Exercise goal: Could you give the data again from its first line through the line containing "[242,216,471,314]", with "lid" replaced by "cover" and nothing else changed?

Start of Exercise data

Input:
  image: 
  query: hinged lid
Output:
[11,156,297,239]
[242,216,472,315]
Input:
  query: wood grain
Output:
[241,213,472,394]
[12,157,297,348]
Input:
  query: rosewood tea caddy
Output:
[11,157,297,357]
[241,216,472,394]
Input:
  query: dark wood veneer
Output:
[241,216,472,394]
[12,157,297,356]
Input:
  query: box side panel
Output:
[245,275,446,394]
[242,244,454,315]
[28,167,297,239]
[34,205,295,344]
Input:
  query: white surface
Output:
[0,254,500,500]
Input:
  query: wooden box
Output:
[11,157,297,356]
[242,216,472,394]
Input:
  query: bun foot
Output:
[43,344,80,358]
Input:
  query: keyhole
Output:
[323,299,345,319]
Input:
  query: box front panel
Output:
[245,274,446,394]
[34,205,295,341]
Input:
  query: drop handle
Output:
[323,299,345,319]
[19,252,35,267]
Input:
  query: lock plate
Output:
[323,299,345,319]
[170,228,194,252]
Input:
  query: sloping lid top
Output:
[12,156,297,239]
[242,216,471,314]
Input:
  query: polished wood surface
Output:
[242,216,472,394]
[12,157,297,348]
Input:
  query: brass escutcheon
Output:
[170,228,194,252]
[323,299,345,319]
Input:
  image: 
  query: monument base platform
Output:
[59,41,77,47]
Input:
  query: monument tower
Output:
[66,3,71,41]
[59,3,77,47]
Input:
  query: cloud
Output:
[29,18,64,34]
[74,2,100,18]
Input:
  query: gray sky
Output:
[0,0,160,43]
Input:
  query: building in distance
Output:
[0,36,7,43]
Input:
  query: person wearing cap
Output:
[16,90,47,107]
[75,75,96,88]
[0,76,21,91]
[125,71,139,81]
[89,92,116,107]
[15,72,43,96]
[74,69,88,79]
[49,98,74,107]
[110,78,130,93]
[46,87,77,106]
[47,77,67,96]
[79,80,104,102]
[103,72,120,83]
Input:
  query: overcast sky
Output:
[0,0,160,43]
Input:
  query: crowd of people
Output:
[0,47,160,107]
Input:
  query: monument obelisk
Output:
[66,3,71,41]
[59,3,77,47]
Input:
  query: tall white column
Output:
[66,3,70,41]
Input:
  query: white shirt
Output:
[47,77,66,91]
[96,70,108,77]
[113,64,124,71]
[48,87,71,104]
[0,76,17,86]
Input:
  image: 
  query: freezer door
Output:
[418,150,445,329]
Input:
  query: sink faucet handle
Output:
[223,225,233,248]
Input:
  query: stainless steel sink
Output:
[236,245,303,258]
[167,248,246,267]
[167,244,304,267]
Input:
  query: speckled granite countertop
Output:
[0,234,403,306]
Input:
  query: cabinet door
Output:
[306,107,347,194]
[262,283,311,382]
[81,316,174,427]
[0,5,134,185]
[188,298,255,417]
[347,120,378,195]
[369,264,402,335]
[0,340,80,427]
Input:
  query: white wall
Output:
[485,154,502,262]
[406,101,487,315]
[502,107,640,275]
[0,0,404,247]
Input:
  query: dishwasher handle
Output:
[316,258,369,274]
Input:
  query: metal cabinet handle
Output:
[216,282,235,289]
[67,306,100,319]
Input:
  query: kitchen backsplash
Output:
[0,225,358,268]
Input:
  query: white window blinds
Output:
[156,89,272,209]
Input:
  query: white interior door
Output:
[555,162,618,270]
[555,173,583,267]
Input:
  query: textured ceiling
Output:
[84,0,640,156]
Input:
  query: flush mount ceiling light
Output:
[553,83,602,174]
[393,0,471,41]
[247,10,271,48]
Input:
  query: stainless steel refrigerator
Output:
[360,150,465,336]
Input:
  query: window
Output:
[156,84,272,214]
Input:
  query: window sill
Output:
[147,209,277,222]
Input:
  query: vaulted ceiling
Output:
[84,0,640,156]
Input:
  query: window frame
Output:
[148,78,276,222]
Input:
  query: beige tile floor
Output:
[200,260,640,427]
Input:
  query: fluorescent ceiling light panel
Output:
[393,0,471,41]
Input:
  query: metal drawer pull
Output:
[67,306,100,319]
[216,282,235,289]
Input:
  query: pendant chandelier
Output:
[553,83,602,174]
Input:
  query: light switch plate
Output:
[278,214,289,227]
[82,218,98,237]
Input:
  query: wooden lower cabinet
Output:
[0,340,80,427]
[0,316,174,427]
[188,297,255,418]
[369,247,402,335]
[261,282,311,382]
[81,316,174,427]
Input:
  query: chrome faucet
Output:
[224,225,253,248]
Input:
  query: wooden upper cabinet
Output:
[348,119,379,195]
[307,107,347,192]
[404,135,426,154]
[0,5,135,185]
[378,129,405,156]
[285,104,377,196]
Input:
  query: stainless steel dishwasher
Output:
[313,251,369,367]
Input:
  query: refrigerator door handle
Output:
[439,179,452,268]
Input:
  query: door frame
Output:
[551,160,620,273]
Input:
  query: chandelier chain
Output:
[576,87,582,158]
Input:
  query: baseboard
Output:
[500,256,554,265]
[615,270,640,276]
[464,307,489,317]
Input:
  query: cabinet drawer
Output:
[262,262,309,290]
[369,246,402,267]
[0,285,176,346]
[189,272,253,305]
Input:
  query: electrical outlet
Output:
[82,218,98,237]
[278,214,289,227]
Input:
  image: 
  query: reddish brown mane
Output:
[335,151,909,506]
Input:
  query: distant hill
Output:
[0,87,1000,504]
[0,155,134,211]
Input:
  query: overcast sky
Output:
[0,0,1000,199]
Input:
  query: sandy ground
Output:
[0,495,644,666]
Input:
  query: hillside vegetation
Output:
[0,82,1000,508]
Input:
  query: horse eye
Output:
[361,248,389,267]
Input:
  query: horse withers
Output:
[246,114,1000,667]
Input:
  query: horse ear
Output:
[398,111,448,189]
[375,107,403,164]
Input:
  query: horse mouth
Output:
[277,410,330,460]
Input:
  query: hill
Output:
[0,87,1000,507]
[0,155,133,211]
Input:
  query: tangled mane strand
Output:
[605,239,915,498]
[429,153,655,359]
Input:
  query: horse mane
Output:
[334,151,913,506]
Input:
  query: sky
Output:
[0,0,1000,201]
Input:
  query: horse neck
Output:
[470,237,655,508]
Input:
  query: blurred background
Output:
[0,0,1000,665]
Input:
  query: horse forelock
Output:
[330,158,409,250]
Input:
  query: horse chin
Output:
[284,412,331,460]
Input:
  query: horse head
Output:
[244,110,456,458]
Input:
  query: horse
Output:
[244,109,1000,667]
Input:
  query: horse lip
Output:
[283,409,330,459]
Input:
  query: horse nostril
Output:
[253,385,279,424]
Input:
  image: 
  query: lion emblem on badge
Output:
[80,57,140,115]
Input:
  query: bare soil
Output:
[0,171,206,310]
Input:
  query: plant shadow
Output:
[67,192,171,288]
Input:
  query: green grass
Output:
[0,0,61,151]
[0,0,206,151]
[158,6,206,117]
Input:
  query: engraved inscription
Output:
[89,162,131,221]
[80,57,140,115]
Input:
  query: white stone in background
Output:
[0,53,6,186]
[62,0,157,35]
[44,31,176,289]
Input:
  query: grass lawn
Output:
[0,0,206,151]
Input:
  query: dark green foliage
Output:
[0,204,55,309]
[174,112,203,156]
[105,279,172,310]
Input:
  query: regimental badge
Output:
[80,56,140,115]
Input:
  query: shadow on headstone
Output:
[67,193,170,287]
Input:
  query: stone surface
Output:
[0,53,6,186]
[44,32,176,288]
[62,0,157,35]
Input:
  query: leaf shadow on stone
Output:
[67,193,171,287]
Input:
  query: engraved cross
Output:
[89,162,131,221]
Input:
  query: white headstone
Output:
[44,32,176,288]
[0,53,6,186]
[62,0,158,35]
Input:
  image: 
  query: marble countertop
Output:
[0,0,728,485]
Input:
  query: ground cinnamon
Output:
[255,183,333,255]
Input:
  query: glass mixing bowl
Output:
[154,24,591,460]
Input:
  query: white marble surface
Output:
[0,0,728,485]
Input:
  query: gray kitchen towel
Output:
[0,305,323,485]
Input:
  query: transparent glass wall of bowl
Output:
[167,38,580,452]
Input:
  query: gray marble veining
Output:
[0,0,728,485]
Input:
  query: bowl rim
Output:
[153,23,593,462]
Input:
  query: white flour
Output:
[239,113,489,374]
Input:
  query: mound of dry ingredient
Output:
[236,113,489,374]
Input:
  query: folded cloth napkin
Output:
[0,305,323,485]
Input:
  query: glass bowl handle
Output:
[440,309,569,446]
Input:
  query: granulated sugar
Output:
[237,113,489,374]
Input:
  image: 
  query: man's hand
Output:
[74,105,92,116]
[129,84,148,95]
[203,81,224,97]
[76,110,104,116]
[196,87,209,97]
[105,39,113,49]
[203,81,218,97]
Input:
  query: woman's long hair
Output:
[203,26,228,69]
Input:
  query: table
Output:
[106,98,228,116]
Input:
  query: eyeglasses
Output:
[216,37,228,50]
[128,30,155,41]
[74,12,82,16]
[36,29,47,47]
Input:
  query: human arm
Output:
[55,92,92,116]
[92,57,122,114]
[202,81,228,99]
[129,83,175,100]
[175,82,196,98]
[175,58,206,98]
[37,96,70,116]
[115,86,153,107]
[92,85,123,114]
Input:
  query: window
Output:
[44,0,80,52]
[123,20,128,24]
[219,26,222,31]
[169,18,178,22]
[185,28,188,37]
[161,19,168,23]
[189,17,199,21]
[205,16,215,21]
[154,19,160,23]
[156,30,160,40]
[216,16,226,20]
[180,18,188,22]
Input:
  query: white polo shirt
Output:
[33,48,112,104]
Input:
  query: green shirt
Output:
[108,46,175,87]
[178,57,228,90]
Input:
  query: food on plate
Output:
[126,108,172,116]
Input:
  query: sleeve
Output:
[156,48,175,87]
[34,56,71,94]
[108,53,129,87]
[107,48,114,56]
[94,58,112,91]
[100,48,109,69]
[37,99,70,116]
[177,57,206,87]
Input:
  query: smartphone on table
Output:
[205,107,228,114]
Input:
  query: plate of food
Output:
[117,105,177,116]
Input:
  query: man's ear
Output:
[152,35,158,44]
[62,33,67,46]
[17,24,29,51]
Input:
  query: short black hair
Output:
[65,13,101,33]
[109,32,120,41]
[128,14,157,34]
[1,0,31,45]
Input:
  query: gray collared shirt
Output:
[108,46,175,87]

End of Exercise data

Completed exercise:
Input:
  image: 
  query: hinged cover
Output:
[11,156,297,239]
[242,216,472,315]
Input:
  query: wood grain
Output:
[241,213,472,394]
[12,157,297,348]
Input:
  query: rosewood tea caddy
Output:
[11,157,297,357]
[241,216,472,394]
Input:
  query: dark wood veneer
Output:
[241,216,472,394]
[12,157,297,356]
Input:
  query: box side panel
Output:
[245,275,446,394]
[242,244,454,315]
[28,167,297,239]
[34,205,295,344]
Input:
  query: white surface
Output:
[0,254,500,500]
Input:
  query: wooden box
Output:
[11,157,297,356]
[242,216,472,394]
Input:
  query: bun foot
Output:
[43,344,80,358]
Input:
  query: keyhole
Output:
[323,299,345,319]
Input:
  query: box front panel
Output:
[245,274,446,394]
[34,205,295,341]
Input:
  query: drop handle
Output:
[323,299,345,319]
[19,252,35,267]
Input:
  query: lock plate
Output:
[323,299,345,319]
[170,228,194,252]
Input:
  query: sloping cover top
Output:
[12,156,297,239]
[242,216,471,314]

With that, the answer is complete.